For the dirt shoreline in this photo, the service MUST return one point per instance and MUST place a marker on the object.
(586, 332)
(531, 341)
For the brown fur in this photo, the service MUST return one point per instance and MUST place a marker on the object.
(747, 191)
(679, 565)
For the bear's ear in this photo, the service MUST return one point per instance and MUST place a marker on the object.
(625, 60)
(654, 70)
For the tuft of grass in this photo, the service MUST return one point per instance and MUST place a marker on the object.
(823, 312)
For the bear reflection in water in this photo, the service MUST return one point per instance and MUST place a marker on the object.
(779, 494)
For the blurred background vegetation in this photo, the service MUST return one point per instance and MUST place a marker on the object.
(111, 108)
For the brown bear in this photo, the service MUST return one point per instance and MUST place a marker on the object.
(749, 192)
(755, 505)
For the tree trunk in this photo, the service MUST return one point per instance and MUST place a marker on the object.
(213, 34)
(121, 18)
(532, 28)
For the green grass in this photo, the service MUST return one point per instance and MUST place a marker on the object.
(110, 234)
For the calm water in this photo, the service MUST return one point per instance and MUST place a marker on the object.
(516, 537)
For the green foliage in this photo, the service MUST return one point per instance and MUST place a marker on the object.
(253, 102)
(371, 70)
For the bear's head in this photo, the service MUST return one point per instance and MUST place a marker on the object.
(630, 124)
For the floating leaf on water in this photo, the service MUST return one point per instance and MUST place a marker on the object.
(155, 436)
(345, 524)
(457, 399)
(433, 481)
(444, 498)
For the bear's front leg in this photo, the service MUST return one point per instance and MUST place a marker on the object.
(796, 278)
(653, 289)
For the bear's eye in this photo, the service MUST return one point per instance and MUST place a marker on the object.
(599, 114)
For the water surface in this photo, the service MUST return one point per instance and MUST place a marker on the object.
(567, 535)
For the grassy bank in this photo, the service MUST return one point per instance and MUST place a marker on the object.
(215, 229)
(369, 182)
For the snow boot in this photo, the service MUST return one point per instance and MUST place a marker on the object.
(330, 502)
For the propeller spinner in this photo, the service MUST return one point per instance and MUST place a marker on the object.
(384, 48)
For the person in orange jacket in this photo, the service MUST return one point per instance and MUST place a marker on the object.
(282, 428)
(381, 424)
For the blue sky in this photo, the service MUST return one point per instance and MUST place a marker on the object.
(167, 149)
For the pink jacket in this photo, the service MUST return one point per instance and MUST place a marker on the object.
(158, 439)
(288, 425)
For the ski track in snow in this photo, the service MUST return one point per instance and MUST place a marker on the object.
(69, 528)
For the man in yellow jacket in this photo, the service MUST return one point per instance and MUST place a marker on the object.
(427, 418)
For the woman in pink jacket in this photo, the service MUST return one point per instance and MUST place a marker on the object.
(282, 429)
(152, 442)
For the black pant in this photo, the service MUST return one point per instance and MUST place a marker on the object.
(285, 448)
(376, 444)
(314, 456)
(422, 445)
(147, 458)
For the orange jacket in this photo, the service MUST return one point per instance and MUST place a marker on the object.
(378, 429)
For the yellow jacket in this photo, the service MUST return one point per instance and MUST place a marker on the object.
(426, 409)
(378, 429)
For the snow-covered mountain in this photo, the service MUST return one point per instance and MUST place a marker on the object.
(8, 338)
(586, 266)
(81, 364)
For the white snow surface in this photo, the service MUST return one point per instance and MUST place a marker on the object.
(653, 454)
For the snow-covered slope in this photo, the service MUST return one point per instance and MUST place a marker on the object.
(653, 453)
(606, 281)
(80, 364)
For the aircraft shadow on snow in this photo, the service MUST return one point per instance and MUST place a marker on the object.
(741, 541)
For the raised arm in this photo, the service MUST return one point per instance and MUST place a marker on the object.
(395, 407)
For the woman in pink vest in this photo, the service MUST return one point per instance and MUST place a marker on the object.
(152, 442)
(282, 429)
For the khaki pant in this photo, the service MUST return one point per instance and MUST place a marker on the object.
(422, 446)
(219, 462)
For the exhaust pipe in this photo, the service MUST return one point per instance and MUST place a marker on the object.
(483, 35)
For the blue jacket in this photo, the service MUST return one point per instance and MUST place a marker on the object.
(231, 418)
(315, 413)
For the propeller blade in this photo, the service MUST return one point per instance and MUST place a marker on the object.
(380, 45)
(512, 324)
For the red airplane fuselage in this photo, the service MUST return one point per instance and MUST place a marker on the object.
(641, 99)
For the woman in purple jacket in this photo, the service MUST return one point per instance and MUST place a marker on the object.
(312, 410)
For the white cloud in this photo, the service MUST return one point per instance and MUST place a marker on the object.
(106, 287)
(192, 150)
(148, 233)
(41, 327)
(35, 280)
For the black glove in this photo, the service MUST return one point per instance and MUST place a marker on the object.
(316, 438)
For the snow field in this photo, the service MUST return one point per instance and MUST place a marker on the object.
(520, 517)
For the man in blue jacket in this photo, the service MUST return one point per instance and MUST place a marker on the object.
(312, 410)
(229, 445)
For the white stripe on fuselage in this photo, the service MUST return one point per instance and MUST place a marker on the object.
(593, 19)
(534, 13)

____

Try it:
A word-for-word copy of the listing is the expected answer.

Task solution:
For the dirt shoreline in this photo, the service MUST return one point per instance and MUST place a marker on the object.
(586, 332)
(531, 341)
For the brown fur in this photo, the service MUST return one point per instance and MUST place a marker on the object.
(747, 191)
(679, 565)
For the bear's ear in this photo, the service MUST return one point per instance and MUST place a marker on the object.
(625, 60)
(654, 70)
For the tuft of grass in this photo, the service MUST return one point per instance and MUST place a marker on the object.
(823, 312)
For the bear reflection in water in this photo, the service MUST return one point per instance and MUST place a marker on the object.
(779, 494)
For the blurred background vegetation in this photo, the service MUST return one point per instance and MUST place a marker on the object.
(111, 108)
For the brown bear in this photo, the service MUST return one point per instance and MUST place a marker on the object.
(749, 192)
(755, 505)
For the tree trunk in this photo, the service MUST return one point per instance and MUST place a marker on the object.
(213, 34)
(121, 18)
(532, 28)
For the green grass in this photo, the service MUST return one point per instance and MUST place a marker on the object.
(110, 234)
For the calm water in this photo, the service MUST return one point per instance and MUST place a marker on the object.
(516, 537)
For the green foliage in this photo, the service MUST return one point per instance and MUST place a marker on the object.
(253, 102)
(371, 70)
For the bear's head in this photo, the service MUST return one point per instance and MUST place a marker on the object.
(630, 124)
For the floating leaf on water in this photo, the service MUST return one point per instance and MUST place a marker on the object.
(155, 436)
(345, 524)
(457, 399)
(433, 481)
(444, 498)
For the bear's front leg in this photo, the service MUST return one point per instance and MUST place a marker on the object.
(796, 278)
(653, 289)
For the bear's eye in this photo, the service MUST return one point per instance and MUST place a marker on the object.
(599, 114)
For the water surface in this photo, the service MUST return one point per instance and MUST place a marker on the object.
(567, 535)
For the grassy bank in this photo, the service MUST return one point per instance and MUST place a marker on the object.
(215, 229)
(369, 182)
For the snow boot in this photo, the service MUST return one point per instance and MUST place a marker on the object.
(330, 502)
For the propeller spinner in this photo, the service MUST return one point per instance and MUST place a marker on the object.
(384, 48)
For the person in orange jacket in this photo, the service MUST return one point per instance and MUST place a marker on the object.
(282, 428)
(381, 424)
For the blue sky in this photo, the service MUST return one point per instance and MUST place a marker on the object.
(167, 149)
For the pink jacket in this photo, the service MUST return one point per instance and MUST place a marker on the object.
(158, 439)
(288, 425)
For the ski track in snow in this photo, the service MUST return one point per instance and MUST place a marker on the object.
(69, 528)
For the man in yellow jacket in this photo, the service MUST return one point per instance and MUST place a marker on the object.
(427, 418)
For the woman in pink jacket in this photo, the service MUST return one point per instance and MUST place a marker on the object.
(282, 429)
(152, 442)
For the black pant in this photo, the service MUST return one point per instance and MUST place a marker on the object.
(285, 448)
(376, 444)
(314, 456)
(422, 445)
(147, 458)
For the orange jacket in this photo, the service MUST return one point per instance and MUST place a marker on the object.
(378, 429)
For the yellow jacket in this photo, the service MUST return one point per instance and MUST place a marker on the object.
(426, 409)
(378, 429)
For the snow-covered mountain in this photo, the service MUST return one point per instance and MUST place a marker on the object.
(8, 338)
(586, 266)
(81, 364)
For the white snow surface in this photo, the service MUST return one point per instance and MUST place a marker on the object.
(653, 454)
For the snow-covered slope in this photo, the service MUST return one point per instance and MUST place a marker on the object.
(653, 453)
(606, 281)
(80, 364)
For the aircraft shadow on snow in this photo, the service MUST return one point per instance and MUST place a marker on the object.
(741, 541)
For the raised arm in this photo, the service MUST return one point per instance and MUST place a marker on the object.
(395, 407)
For the woman in pink vest in this photo, the service MUST return one point per instance and MUST place a marker on the object.
(152, 442)
(282, 429)
For the khaki pant in this photo, the service MUST return one point per instance and MUST place a marker on the object.
(422, 446)
(219, 462)
For the exhaust pipe in this photo, the service MUST return one point per instance and MUST place a marker on the object.
(483, 35)
For the blue jacket in this photo, the service MUST return one point per instance and MUST place a marker on the object.
(231, 418)
(315, 413)
For the propeller blade in this photo, the service MUST return one point per instance and MUST place a marker on the object.
(380, 45)
(512, 324)
For the red airplane fuselage in this photo, the service MUST return one point per instance and MUST place a marker on the object.
(641, 99)
For the woman in purple jacket in this photo, the service MUST return one point per instance and MUST place a marker on the object.
(312, 410)
For the white cloud in this photo, the service MUST return one point per instance and MUST place a marker on the object.
(106, 287)
(192, 150)
(148, 233)
(41, 327)
(35, 280)
For the black glove in this photo, the service MUST return one point per instance and MUST place a marker on the object.
(316, 438)
For the snow field in this photo, the service MUST return one point per instance and MUST place a marker on the object.
(520, 517)
For the man in blue jacket in this photo, the service MUST return one point per instance and MUST place a marker on the object.
(312, 410)
(229, 445)
For the white stripe on fuselage in this photo, the service MUST return one point per instance and MUST place a marker on the object.
(593, 19)
(534, 13)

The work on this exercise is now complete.